___ PASSAGE TO READ ___
Kennedy failed to report the incident to the authorities until the car and Kopechne's body were discovered the next morning. Kopechne's parents said that they learned of their daughter's death from Kennedy, before he informed authorities of his involvement. They learned that Kennedy had been the driver from wire press releases some time later.

==Aftermath==
A week after the incident, Kennedy pleaded guilty to leaving the scene of an accident after causing injury. He received a two-month suspended sentence. On a national television broadcast that night, Kennedy said that he had not been driving "under the influence of liquor", nor had he ever had a "private relationship" with Kopechne. Massachusetts officials pressed for weeks to have Kopechne's body exhumed for an autopsy, but in December 1969, a Pennsylvania judge sided with the parents' request not to disturb her burial site.
___ RECORDED INFORMATION ___
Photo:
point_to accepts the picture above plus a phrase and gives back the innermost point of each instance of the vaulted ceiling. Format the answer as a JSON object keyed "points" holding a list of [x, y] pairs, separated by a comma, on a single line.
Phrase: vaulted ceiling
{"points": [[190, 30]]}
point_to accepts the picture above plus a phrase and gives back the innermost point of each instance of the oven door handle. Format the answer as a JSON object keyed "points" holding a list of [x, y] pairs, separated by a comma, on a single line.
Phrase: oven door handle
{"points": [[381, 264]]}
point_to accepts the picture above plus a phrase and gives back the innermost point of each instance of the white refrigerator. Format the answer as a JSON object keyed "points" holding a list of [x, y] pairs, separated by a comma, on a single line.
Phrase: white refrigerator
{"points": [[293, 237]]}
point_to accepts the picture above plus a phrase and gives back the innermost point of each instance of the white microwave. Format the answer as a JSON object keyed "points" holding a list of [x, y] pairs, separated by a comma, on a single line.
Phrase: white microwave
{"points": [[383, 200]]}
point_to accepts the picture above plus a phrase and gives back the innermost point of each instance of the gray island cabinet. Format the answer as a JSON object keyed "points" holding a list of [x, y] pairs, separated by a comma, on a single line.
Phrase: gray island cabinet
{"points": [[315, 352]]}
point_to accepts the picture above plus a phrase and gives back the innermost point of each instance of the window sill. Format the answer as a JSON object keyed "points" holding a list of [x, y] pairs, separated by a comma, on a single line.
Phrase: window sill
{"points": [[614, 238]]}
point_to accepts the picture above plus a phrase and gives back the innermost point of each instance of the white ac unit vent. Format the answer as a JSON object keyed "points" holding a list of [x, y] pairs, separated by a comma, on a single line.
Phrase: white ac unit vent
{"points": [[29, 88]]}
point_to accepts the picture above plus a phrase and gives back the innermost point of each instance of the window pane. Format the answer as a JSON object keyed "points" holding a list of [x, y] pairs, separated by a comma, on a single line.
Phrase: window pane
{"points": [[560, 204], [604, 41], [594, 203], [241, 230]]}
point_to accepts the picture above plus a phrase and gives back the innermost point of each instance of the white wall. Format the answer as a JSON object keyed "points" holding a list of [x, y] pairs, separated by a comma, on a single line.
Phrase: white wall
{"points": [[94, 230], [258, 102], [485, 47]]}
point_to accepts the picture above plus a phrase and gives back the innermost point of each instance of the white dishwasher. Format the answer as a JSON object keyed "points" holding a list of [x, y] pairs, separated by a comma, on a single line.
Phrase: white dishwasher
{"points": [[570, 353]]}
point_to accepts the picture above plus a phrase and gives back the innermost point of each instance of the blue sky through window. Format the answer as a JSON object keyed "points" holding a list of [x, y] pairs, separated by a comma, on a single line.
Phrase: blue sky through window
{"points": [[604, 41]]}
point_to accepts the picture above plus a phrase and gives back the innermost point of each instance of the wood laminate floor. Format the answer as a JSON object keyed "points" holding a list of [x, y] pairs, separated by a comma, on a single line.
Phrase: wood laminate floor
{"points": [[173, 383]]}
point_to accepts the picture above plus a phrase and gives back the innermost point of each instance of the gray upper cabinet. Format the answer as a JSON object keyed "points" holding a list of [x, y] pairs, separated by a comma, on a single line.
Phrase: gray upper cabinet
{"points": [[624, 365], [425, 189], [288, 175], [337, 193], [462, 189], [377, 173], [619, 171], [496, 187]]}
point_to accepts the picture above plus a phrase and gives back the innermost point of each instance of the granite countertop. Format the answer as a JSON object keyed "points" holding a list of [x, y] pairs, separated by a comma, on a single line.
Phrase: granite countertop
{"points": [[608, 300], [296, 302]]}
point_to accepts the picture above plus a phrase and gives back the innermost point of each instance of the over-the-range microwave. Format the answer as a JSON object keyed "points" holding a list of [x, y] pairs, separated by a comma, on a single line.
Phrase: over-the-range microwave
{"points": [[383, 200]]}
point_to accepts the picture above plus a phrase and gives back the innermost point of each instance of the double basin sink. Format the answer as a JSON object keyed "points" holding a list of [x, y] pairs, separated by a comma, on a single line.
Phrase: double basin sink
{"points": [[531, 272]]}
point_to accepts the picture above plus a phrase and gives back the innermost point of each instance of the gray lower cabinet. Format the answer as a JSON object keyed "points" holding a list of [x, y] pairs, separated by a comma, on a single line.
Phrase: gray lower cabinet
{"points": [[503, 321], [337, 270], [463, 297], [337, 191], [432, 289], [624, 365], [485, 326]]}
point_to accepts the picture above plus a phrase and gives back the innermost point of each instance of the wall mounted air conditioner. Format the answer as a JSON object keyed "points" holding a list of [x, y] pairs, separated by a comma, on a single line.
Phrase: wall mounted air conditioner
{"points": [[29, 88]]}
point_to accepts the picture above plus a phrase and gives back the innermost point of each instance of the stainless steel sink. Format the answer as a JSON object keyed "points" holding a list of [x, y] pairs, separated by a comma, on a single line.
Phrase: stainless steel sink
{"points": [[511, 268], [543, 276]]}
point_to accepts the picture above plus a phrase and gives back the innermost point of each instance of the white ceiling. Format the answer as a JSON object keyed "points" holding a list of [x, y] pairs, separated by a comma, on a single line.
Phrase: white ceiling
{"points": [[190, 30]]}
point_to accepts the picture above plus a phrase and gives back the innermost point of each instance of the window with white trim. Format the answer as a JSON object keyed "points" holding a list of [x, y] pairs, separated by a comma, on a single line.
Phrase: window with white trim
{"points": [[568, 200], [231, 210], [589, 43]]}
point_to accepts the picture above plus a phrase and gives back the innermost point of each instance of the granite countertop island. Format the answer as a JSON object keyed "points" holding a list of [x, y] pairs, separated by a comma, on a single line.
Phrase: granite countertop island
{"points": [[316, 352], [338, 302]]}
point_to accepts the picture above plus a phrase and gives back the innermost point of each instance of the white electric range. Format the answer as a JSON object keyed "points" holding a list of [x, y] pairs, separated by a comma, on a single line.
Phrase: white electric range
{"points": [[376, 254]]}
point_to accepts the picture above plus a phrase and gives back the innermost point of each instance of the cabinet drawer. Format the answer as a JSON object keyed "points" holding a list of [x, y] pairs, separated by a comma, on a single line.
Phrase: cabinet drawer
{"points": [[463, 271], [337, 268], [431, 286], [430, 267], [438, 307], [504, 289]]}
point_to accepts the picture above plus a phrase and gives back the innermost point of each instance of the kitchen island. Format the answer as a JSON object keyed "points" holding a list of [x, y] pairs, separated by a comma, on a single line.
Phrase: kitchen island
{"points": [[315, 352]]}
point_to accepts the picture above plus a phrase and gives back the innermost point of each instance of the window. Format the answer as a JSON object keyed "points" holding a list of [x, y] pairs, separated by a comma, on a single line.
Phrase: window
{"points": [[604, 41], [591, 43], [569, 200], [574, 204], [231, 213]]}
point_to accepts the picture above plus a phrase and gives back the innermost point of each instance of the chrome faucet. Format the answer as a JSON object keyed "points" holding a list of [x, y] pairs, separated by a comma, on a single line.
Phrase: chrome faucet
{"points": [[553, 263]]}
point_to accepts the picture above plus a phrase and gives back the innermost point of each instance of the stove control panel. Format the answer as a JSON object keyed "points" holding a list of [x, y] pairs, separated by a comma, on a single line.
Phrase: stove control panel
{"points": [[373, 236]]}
___
#### [YOUR ASSIGNMENT]
Continue the passage about the aftermath of Kennedy's accident and Kopechne's death from where it stops. The records have nothing to do with what comes next.

#### [RESULT FOR THIS TASK]
The Chappaquiddick incident and Kopechne's death became the topic of at least 15 non-fiction books, as well as a novella by Joyce Carol Oates. Even otherwise sympathetic, mainstream biographers believed there were outstanding serious questions about Kennedy's timeline of events that night, specifically his actions following the incident. The quality of the investigation has been scrutinized, particularly whether official deference was given to a powerful and influential politician and his family. The events surrounding Kopechne's death damaged Kennedy's reputation, and are regarded as a major reason why he was never able to mount a successful campaign for President of the United States and essentially chose not to pursue the office.
Kennedy would eventually overcome this and some lesser personal scandals to have a very long career as a Senator and to achieve a lengthy list of major legislative accomplishments.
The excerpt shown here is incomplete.